*Directions*. Copy every line of the data below, requests included, and scale each coordinate in the answers by 2.45, rounding to the nearest whole number with halves rounded up. Leave the numbers in the requests and their format samples unchanged.

——————

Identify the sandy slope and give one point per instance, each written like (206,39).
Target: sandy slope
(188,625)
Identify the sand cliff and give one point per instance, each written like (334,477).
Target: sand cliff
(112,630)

——————

*Exercise answer*.
Identify the sandy slope and give one point per instance, each written like (206,39).
Target: sandy slope
(461,1531)
Identify the sand cliff and give one point per instance, each written like (334,477).
Target: sand cliff
(274,1544)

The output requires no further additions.